━━━ Task material

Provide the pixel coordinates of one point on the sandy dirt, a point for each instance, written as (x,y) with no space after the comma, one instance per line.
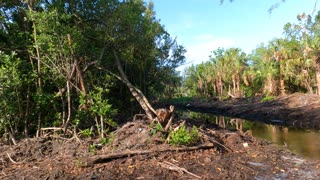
(135,152)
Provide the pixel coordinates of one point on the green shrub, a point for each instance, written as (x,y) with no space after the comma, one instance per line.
(156,127)
(268,98)
(183,136)
(86,133)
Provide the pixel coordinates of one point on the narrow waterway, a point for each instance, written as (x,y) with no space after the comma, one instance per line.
(299,141)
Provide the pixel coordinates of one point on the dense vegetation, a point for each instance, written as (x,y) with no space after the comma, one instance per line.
(68,65)
(284,65)
(61,61)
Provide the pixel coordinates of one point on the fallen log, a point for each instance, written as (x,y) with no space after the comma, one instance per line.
(109,157)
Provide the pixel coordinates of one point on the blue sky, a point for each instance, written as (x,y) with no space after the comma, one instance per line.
(204,25)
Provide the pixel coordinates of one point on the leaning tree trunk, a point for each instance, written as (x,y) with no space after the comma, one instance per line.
(136,93)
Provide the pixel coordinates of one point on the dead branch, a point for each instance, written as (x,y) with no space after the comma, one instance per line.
(227,148)
(173,167)
(176,129)
(14,162)
(113,156)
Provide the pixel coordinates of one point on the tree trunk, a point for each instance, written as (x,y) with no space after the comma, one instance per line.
(136,93)
(318,80)
(69,108)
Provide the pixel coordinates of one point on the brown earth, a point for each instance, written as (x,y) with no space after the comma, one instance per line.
(137,152)
(297,110)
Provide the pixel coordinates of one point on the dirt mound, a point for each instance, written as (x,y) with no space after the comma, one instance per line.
(136,152)
(297,110)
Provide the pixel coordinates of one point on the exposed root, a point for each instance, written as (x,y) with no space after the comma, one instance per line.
(173,167)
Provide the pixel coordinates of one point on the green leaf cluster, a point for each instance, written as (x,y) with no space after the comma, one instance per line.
(183,136)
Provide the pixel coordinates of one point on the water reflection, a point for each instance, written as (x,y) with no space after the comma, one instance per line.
(300,141)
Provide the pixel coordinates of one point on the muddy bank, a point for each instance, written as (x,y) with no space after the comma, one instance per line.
(297,110)
(136,152)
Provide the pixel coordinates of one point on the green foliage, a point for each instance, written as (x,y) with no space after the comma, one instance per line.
(92,149)
(183,136)
(86,133)
(156,127)
(104,141)
(110,139)
(267,98)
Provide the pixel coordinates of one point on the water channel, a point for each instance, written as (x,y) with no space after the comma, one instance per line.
(299,141)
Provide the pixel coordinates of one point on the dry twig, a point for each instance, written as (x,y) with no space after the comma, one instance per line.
(173,167)
(14,162)
(112,156)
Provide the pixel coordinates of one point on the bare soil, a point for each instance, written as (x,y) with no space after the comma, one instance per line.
(295,110)
(138,153)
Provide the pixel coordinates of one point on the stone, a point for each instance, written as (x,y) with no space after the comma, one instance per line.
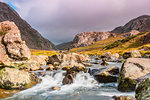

━━━━━━

Goal of the exercise —
What is needed here is an exact copy of the lines from the line containing "Provide the pixel coordinates of one point on the exposed" through the end of the records, with every picture left out.

Solution for this exercise —
Provide the pixel coordinates of one point on the exposed root, a point for each instance, written as (x,y) with no space after the comma, one instance per line.
(173,167)
Provide the pixel coordinates of one point on the green leaf cluster, a point for each instance, written as (x,y) with no space after the comma, one instance per line.
(183,136)
Provide the pixel coordinates of one point on the water reflection, a point for each instance, written as (x,y) with no space after the comma, one instance per line.
(300,141)
Provide the pixel coordinates of one point on the muddy bank, a point for each instance, written as (x,y) with no space after the comma, one instance per line.
(297,110)
(136,152)
Provide the pixel coordinates of one point on the green foliage, a point for each instance, written as (x,y) with no space after the comma, one instance per line.
(92,149)
(183,136)
(86,133)
(156,127)
(104,141)
(110,139)
(267,98)
Provide the pixel coordinates of one point on the water channel, a point for each instance, written as (x,y) with no space after the comma, one instance per line.
(299,141)
Provide the pixel coordinates of one point on the dry twig, a point for each instance, written as (x,y) with no space after the comma, one instance per line.
(173,167)
(14,162)
(112,156)
Provide the pixel coordinates of one point on the bare soil, a point for each instance, written as (x,y) with no space after the comma, one instance per line.
(295,110)
(138,153)
Provide the pixel coordinates of one point on the stone, a point for each instance, written as (x,y) with no space after the comma, one instance per line.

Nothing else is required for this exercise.